>> BEGIN Records shown

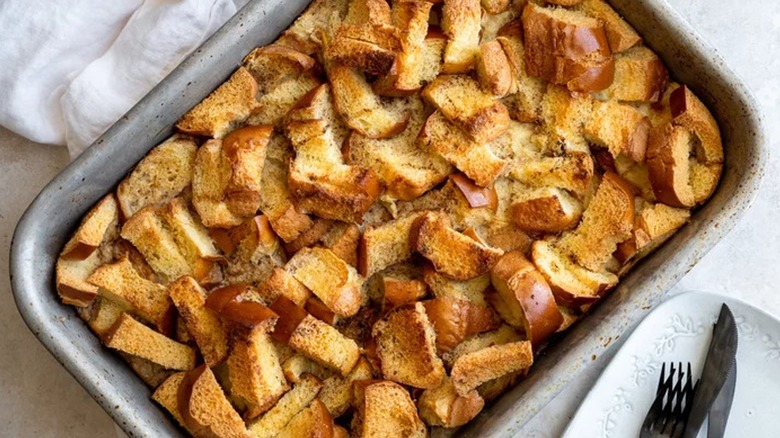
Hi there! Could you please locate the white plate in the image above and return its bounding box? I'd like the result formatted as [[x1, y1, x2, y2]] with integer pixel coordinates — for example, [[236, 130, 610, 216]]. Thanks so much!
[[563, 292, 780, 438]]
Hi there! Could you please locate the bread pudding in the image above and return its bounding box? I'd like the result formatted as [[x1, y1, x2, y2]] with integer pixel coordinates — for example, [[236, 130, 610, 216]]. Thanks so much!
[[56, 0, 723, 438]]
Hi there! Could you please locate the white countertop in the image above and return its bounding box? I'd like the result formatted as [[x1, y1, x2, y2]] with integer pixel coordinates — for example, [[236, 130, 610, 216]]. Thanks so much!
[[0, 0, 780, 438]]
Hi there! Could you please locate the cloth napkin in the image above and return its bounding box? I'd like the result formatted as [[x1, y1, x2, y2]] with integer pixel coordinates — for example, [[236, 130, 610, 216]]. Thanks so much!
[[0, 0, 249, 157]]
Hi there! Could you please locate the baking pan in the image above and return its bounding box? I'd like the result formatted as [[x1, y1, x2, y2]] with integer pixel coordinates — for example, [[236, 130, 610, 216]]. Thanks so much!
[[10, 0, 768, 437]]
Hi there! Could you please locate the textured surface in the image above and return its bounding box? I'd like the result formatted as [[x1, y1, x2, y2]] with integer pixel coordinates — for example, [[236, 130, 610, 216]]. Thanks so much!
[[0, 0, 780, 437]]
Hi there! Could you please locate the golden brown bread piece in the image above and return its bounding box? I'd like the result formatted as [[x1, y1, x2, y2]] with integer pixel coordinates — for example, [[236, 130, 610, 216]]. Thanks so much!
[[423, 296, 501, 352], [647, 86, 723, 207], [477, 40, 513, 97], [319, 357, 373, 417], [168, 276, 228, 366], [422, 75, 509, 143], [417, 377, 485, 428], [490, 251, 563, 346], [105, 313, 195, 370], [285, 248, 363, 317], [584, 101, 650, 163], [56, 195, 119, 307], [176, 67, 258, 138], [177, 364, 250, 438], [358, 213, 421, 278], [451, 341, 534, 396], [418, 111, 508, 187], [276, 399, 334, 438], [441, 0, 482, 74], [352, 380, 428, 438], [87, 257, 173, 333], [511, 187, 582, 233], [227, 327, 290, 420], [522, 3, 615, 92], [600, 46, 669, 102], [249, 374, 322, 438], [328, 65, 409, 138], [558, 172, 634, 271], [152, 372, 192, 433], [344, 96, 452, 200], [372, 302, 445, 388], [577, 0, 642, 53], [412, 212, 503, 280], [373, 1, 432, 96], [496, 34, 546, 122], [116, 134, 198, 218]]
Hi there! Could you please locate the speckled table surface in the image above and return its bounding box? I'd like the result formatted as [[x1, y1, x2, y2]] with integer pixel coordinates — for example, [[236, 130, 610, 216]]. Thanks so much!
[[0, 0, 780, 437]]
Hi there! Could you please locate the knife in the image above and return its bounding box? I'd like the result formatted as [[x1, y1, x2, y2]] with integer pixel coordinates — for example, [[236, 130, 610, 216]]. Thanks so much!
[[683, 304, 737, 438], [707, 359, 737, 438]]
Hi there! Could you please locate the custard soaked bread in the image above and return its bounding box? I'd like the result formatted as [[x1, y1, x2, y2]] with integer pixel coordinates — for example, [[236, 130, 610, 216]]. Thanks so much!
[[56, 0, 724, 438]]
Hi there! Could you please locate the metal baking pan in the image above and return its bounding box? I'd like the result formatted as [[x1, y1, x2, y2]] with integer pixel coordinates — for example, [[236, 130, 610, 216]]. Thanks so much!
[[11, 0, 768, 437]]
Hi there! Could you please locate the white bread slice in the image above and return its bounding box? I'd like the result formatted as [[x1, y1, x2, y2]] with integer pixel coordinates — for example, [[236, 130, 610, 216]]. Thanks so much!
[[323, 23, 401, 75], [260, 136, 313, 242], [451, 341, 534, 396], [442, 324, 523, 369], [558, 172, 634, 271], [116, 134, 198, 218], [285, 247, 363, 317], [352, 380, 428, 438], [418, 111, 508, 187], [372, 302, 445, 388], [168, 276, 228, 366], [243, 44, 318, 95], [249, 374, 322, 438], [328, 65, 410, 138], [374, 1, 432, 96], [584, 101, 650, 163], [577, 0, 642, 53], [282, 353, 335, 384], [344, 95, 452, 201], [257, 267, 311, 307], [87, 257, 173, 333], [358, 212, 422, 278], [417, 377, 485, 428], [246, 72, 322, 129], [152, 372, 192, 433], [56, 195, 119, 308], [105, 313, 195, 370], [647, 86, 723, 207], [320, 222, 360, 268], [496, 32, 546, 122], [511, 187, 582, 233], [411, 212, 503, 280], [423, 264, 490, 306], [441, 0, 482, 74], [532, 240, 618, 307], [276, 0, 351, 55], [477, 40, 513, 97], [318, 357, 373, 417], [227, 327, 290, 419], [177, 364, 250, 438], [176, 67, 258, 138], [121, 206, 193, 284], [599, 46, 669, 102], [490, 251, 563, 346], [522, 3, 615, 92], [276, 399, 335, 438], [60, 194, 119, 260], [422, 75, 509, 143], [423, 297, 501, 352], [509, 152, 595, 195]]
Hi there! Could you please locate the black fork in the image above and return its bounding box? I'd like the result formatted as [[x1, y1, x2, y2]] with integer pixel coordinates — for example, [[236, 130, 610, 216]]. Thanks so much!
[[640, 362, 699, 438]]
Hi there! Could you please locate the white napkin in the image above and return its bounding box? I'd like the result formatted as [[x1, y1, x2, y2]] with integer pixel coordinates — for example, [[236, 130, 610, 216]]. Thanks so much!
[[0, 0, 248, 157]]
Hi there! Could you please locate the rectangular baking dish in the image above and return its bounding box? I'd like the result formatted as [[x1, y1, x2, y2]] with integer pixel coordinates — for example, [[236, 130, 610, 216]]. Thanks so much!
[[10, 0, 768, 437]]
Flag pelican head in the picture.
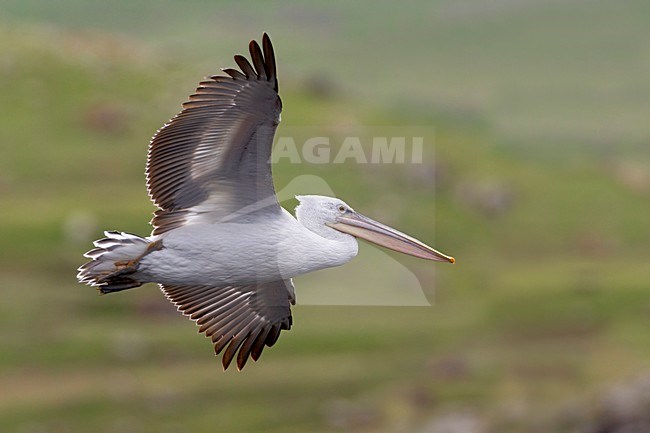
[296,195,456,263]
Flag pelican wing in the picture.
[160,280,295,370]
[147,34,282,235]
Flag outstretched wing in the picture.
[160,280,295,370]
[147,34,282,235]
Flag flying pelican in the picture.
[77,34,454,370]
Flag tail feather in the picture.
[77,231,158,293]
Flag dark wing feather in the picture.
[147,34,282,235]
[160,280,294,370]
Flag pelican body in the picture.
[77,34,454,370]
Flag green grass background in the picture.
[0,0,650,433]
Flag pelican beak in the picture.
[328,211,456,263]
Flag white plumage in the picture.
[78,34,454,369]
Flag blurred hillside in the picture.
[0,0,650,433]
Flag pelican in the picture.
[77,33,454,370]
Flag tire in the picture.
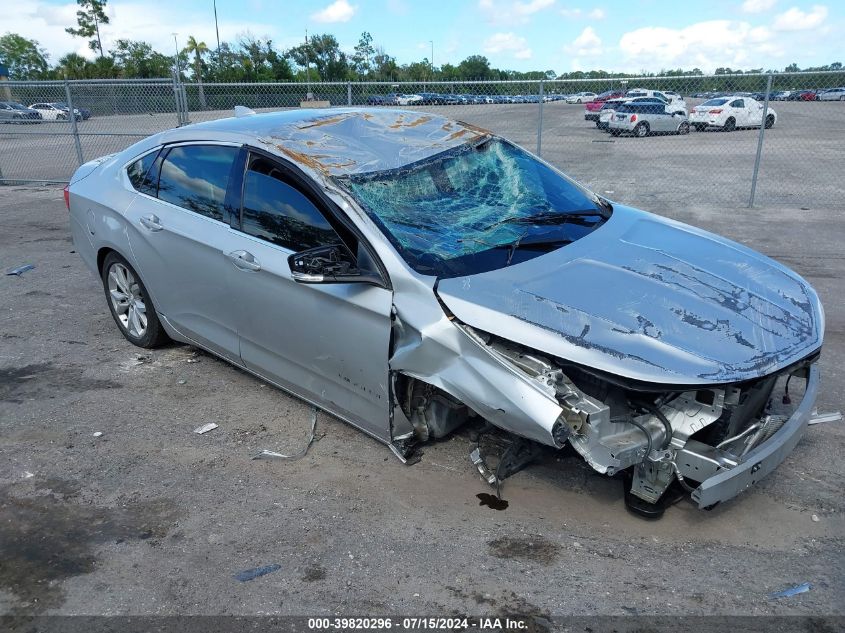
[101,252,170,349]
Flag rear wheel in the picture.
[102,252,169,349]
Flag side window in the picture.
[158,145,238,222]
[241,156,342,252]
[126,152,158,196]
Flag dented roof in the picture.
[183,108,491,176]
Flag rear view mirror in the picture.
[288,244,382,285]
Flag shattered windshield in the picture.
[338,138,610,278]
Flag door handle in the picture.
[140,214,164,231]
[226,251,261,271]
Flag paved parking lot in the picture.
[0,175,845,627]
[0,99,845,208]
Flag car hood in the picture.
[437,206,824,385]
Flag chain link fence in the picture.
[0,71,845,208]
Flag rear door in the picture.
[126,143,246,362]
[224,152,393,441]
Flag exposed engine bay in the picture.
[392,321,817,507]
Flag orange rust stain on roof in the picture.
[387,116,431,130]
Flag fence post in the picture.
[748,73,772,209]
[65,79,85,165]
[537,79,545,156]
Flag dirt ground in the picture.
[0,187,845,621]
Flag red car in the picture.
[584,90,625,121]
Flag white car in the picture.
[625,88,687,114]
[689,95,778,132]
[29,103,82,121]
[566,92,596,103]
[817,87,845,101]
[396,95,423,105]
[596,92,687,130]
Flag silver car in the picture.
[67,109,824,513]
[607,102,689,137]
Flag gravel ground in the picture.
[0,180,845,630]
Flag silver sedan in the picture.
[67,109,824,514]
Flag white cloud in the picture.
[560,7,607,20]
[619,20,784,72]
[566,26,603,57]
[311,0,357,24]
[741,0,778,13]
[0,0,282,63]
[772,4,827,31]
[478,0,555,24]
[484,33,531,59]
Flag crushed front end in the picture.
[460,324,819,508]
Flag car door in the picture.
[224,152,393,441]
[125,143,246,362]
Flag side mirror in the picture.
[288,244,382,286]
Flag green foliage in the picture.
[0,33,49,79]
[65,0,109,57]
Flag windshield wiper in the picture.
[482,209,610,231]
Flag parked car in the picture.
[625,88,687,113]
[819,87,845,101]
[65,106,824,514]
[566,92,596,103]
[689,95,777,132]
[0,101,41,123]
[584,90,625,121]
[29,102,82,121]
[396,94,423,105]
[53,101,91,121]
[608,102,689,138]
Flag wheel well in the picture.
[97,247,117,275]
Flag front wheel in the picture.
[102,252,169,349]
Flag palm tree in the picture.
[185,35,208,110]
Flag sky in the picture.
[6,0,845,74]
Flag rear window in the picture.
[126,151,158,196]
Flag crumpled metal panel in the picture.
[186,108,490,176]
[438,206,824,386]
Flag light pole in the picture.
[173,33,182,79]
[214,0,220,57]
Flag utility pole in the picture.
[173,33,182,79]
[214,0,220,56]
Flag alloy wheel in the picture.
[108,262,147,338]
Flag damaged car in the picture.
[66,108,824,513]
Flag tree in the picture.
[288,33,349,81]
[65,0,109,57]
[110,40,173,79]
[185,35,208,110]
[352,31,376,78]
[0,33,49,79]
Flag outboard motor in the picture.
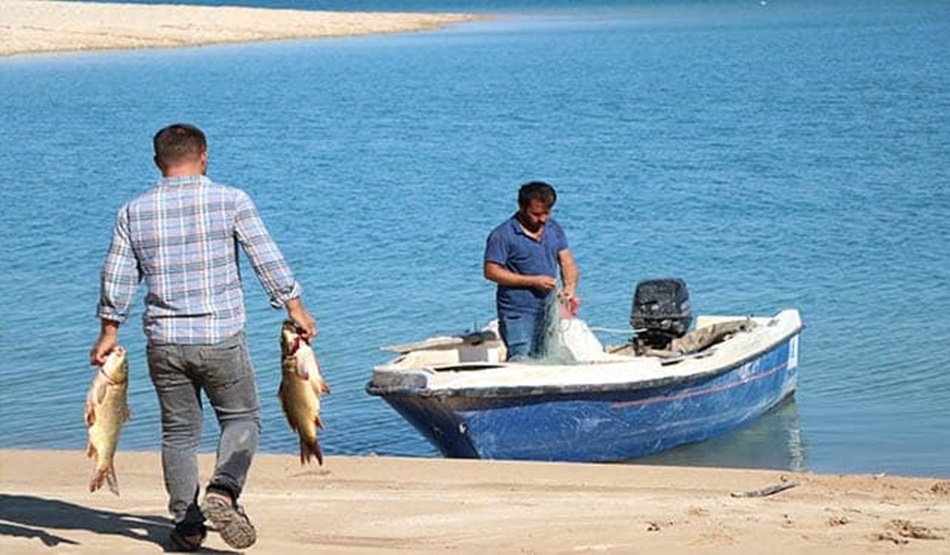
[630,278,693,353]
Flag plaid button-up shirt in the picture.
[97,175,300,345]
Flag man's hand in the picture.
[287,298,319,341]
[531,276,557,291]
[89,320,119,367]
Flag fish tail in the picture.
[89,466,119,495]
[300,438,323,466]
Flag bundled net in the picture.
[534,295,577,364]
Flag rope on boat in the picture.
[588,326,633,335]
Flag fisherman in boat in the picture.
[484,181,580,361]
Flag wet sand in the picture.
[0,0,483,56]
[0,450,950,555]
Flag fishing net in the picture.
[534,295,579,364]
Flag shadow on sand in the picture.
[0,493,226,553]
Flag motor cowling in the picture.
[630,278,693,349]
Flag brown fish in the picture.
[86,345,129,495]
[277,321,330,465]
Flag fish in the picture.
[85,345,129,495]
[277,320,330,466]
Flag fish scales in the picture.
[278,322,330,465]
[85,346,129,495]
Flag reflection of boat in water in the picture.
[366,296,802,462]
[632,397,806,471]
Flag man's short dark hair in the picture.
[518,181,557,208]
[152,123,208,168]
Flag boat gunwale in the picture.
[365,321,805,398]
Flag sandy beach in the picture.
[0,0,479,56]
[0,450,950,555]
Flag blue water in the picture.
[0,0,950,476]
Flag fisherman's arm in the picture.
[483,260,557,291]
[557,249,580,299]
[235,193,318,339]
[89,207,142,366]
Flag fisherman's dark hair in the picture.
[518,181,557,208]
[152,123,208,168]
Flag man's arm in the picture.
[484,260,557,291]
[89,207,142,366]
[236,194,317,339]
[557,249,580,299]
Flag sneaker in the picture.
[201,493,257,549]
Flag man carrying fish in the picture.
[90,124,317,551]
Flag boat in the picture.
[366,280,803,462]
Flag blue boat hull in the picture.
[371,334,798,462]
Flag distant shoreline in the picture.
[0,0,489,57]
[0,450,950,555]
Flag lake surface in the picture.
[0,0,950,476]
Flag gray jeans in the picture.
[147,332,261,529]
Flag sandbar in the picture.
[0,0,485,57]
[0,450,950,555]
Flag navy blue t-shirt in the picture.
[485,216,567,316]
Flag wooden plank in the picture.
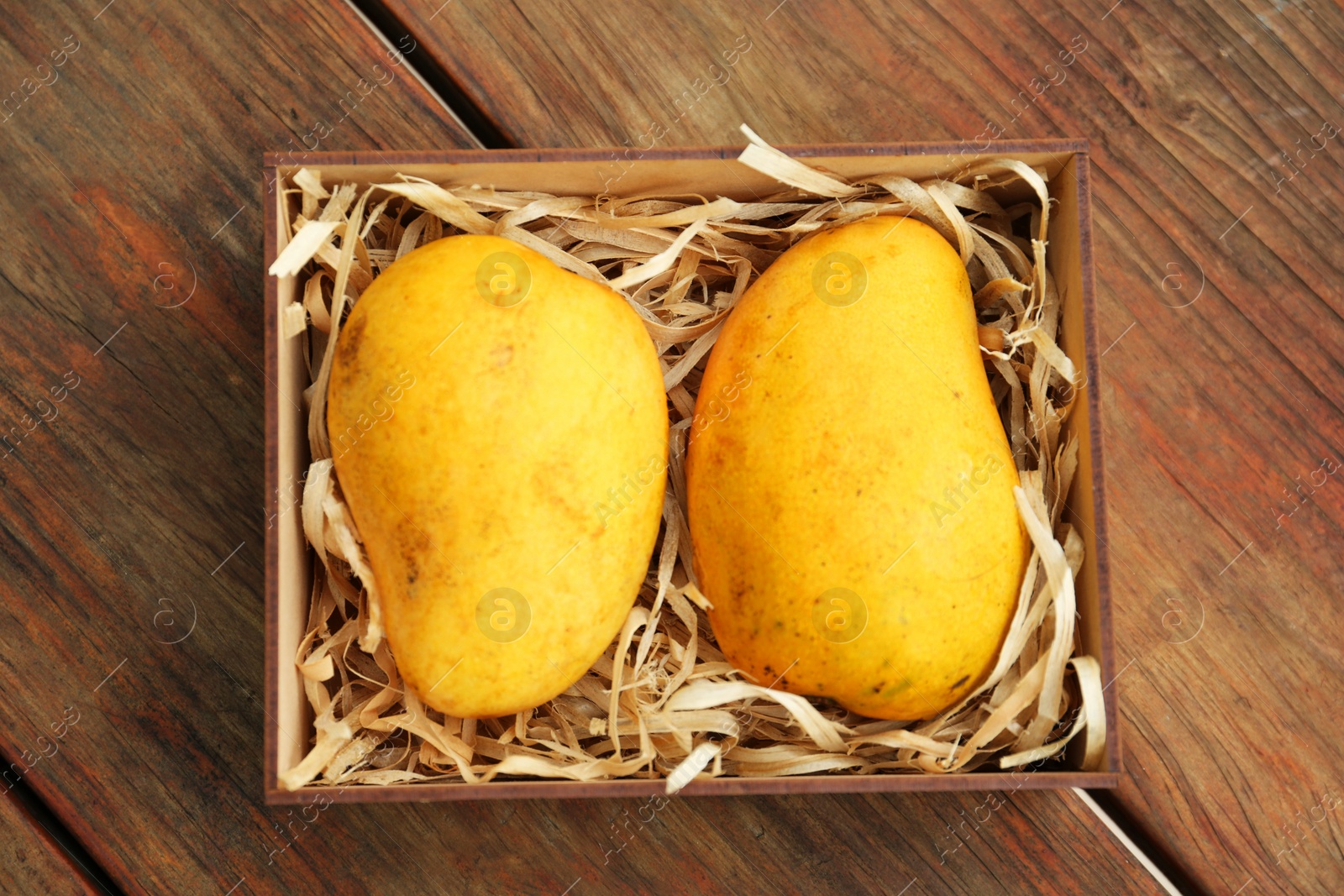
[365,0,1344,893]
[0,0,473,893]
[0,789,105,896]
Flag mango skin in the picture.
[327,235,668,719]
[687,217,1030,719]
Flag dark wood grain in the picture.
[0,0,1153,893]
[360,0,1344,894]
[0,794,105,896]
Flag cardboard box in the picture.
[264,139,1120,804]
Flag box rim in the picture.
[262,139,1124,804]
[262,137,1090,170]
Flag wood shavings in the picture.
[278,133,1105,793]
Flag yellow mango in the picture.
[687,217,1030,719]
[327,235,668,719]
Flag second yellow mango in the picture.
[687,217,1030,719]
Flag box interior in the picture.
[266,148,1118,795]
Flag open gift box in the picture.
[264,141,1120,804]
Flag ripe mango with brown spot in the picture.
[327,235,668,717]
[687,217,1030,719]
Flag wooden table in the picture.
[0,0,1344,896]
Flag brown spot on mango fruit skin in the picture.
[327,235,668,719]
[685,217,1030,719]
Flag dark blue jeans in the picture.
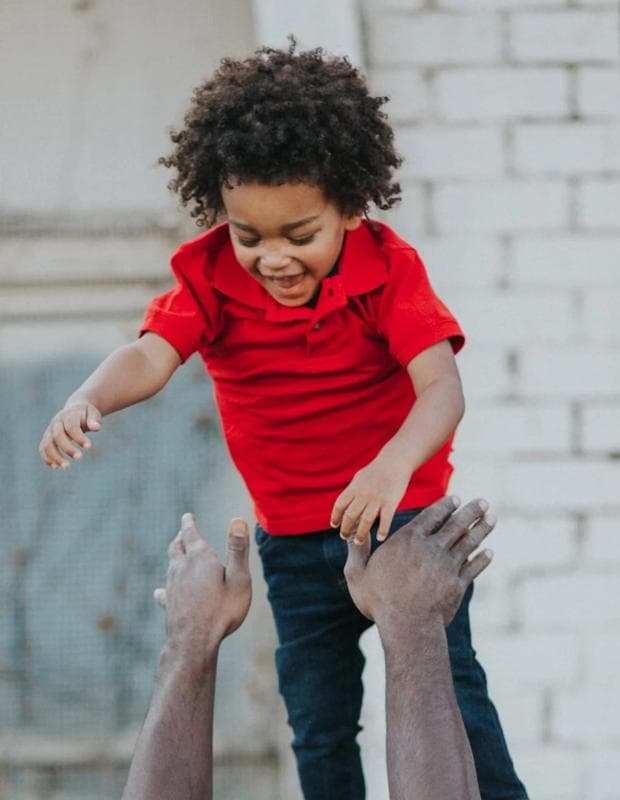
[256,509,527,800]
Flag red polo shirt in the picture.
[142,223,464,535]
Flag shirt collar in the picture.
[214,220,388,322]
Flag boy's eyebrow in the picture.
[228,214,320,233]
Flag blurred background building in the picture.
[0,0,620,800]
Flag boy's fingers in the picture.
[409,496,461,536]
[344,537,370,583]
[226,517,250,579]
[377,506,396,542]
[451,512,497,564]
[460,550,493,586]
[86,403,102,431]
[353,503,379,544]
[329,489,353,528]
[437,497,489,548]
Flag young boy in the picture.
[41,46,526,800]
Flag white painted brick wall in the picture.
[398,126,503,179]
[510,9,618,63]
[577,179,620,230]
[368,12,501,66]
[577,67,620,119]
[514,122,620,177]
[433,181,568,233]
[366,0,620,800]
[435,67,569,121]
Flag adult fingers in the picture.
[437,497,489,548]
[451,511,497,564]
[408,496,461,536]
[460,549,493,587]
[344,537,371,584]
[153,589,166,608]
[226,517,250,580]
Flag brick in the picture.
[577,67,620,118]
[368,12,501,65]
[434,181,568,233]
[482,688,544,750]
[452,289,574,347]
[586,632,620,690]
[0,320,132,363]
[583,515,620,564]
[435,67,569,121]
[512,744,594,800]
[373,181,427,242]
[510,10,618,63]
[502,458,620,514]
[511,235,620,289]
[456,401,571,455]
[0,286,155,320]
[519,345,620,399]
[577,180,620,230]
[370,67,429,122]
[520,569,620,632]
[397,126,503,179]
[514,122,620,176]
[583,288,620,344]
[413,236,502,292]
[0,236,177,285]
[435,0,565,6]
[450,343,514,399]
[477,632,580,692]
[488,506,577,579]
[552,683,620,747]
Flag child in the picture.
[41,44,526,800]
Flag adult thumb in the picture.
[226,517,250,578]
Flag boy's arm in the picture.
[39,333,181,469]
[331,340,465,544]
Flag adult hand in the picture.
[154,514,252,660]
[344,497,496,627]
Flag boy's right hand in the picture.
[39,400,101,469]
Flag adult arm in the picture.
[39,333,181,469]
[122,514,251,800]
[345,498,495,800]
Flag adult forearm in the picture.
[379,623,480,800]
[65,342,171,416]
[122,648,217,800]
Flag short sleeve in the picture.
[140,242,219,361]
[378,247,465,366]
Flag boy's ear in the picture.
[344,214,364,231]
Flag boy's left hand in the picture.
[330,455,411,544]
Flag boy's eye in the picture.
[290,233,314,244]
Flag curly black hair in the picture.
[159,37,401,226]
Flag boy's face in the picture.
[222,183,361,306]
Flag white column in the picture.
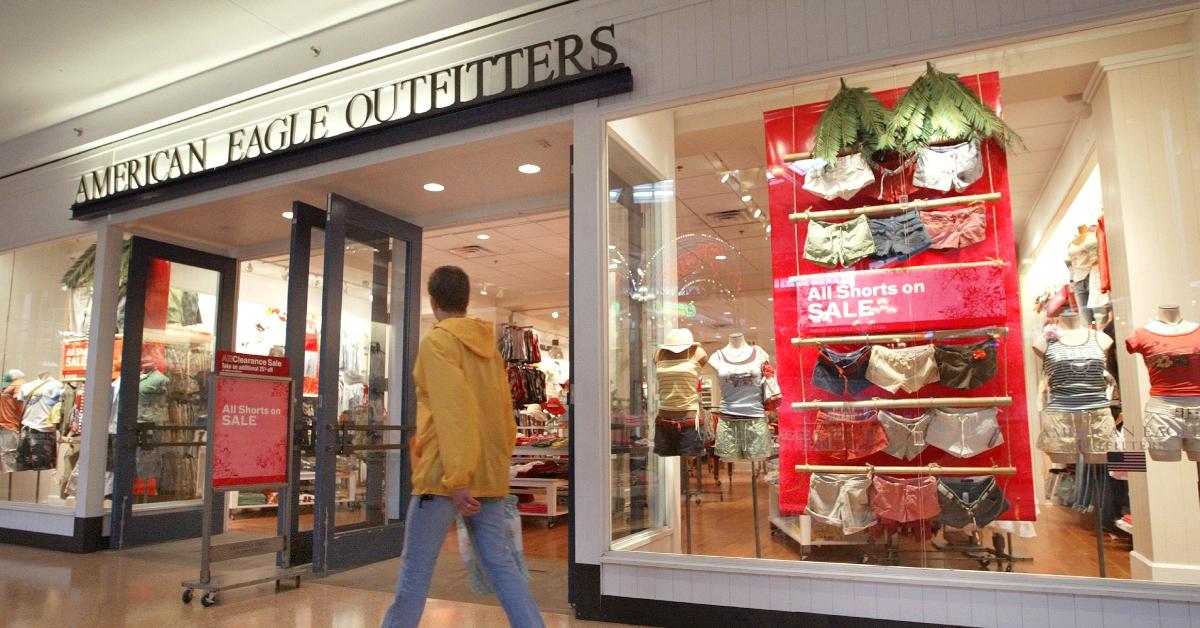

>> END Records shown

> **Exercise aim**
Please repeat the material from the line with "Flag sky in the picture." to the line with "[277,320,330,466]", switching "net" to "mesh" and keeping all else the same. Leave the pictures out of your answer.

> **Reply to the task**
Flag sky in the picture.
[6,0,845,74]
Flag rear window in the picture.
[126,151,158,196]
Flag crumpled metal panel in the picture.
[186,108,490,176]
[438,206,824,386]
Flag light pole in the picture.
[173,33,182,79]
[214,0,220,57]
Flag utility pole in the picture.
[173,33,182,79]
[214,0,220,56]
Flag alloy wheel in the picture.
[108,262,147,338]
Flag damaged car in the picture.
[66,108,824,513]
Flag tree in the picture.
[288,33,349,81]
[65,0,109,57]
[110,40,173,79]
[185,35,208,110]
[352,31,376,78]
[0,33,49,79]
Flag outboard motor in the picture.
[630,278,693,353]
Flag plaid button-up shirt in the picture.
[97,175,300,345]
Flag man's hand in the picture.
[287,298,319,341]
[531,276,557,291]
[89,320,119,367]
Flag fish tail in the picture.
[89,466,119,495]
[300,438,323,466]
Flag bundled mesh in the picture.
[534,295,577,364]
Flag rope on boat in the picture.
[588,326,633,335]
Flag fisherman in boat in the picture.
[484,181,580,361]
Flag wet sand in the picture.
[0,0,483,56]
[0,450,950,555]
Flag fishing mesh in the picture.
[534,295,579,364]
Flag shadow on sand in the picture.
[0,493,226,553]
Flag motor cowling in the picture.
[630,278,693,349]
Flag brown fish in the picture.
[86,345,129,495]
[277,321,330,465]
Flag fish in the picture.
[85,345,129,495]
[277,320,330,466]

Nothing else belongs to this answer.